━━ Text ━━

Source code for qiskit.ignis.mitigation.expval.utils
# -*- coding: utf-8 -*-
# This code is part of Qiskit.
#
# (C) Copyright IBM 2020.
#
# This code is licensed under the Apache License, Version 2.0. You may
# obtain a copy of this license in the LICENSE.txt file in the root directory
# of this source tree or at http://www.apache.org/licenses/LICENSE-2.0.
#
# Any modifications or derivative works of this code must retain this
# copyright notice, and modified files need to carry a notice indicating
# that they have been altered from the originals.
"""
Measurement error mitigation utility functions.
"""
import logging
from functools import partial
from typing import Optional, List, Dict, Tuple
import numpy as np
from qiskit.exceptions import QiskitError
from qiskit.result import Counts, Result
from qiskit.ignis.verification.tomography import marginal_counts, combine_counts
from qiskit.ignis.numba import jit_fallback
logger = logging.getLogger(__name__)
[docs]def expectation_value(counts: Counts,
diagonal: Optional[np.ndarray] = None,
qubits: Optional[List[int]] = None,
clbits: Optional[List[int]] = None,
meas_mitigator: Optional = None,
) -> Tuple[float, float]:
r"""Compute the expectation value of a diagonal operator from counts.
This computes the estimator of
:math:`\langle O \rangle = \mbox{Tr}[\rho. O]`, optionally with measurement
error mitigation, of a diagonal observable
:math:`O = \sum_{x\in\{0, 1\}^n} O(x)|x\rangle\!\langle x|`.
Args:
counts: counts object
diagonal: Optional, the vector of diagonal values for summing the
expectation value. If ``None`` the the default value is
:math:`[1, -1]^\otimes n`.
qubits: Optional, the measured physical qubits the count
bitstrings correspond to. If None qubits are assumed to be
:math:`[0, ..., n-1]`.
clbits: Optional, if not None marginalize counts to the specified bits.
meas_mitigator: Optional, a measurement mitigator to apply mitigation.
Returns:
(float, float): the expectation value and standard deviation.
Additional Information:
The diagonal observable :math:`O` is input using the ``diagonal``
kwarg as a list or Numpy array :math:`[O(0), ..., O(2^n -1)]`. If
no diagonal is specified the diagonal of the Pauli operator
:math:`O = \mbox{diag}(Z^{\otimes n}) = [1, -1]^{\otimes n}` is used.
The ``clbits`` kwarg is used to marginalize the input counts dictionary
over the specified bit-values, and the ``qubits`` kwarg is used to specify
which physical qubits these bit-values correspond to as
``circuit.measure(qubits, clbits)``.
For calibrating a expval measurement error mitigator for the
``meas_mitigator`` kwarg see
:func:`qiskit.ignis.mitigation.expval_meas_mitigator_circuits` and
:class:`qiskit.ignis.mitigation.ExpvalMeasMitigatorFitter`.
"""
if meas_mitigator is not None:
# Use mitigator expectation value method
return meas_mitigator.expectation_value(
counts, diagonal=diagonal, clbits=clbits,
qubits=qubits)
# Marginalize counts
if clbits is not None:
counts = marginal_counts(counts, meas_qubits=clbits)

━━━

◆ **Set problem 1**
Report each row below that contains the word "green", matching case exactly.

━━ Given records ━━

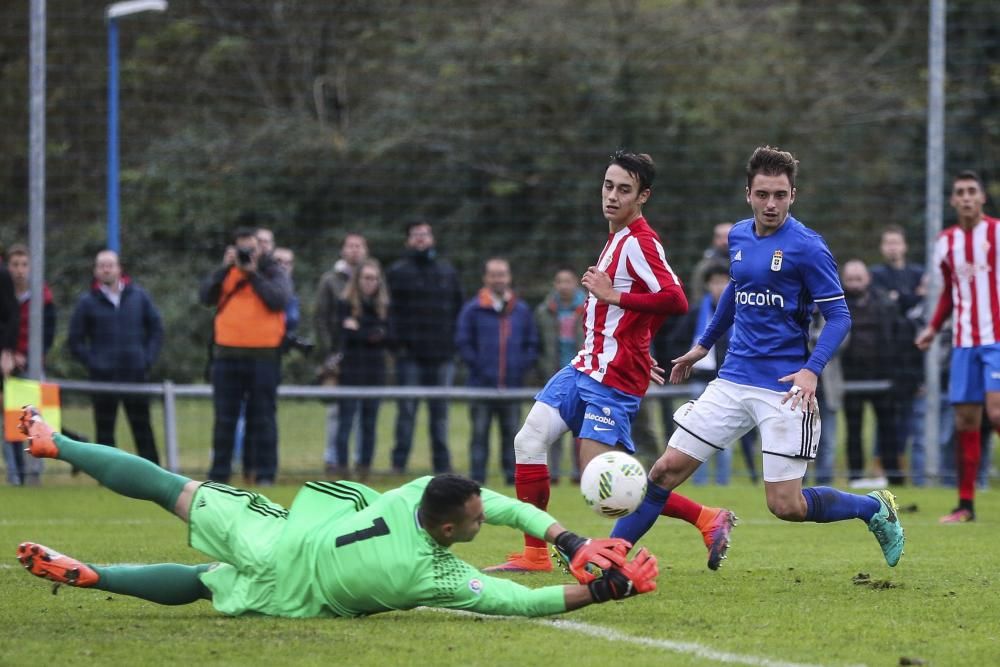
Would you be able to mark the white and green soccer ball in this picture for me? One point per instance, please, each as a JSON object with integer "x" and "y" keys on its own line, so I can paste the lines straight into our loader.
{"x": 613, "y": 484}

━━━
━━ Given records ━━

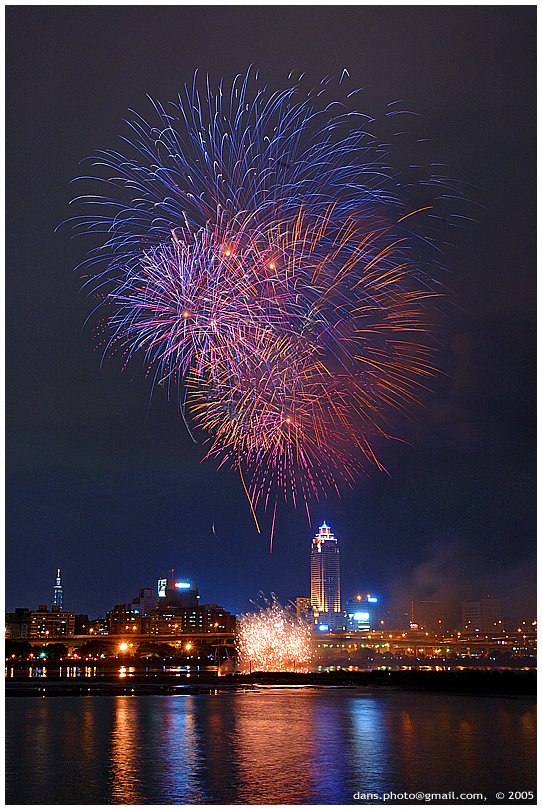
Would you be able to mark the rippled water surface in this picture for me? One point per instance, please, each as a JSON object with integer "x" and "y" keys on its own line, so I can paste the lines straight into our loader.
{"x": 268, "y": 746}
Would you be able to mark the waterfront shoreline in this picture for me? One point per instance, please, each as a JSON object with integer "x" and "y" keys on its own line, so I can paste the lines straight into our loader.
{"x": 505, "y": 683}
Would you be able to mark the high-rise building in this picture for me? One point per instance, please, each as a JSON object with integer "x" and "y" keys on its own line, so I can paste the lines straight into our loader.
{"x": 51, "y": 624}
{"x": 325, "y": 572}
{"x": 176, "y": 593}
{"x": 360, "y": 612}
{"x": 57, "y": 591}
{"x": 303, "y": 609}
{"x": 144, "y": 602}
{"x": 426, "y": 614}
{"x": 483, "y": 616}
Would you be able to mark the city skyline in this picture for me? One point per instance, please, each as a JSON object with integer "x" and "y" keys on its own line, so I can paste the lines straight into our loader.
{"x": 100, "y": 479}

━━━

◆ **Set problem 2**
According to the source code above, what two values does the expectation_value function return?

◆ **Full answer 1**
Would you be able to mark the white and green soccer ball in this picture for me? One point per instance, please, each as a JSON object with integer "x" and "y" keys on its own line, so I can paste the lines straight into our loader.

◆ **Full answer 2**
The expectation value and the standard deviation.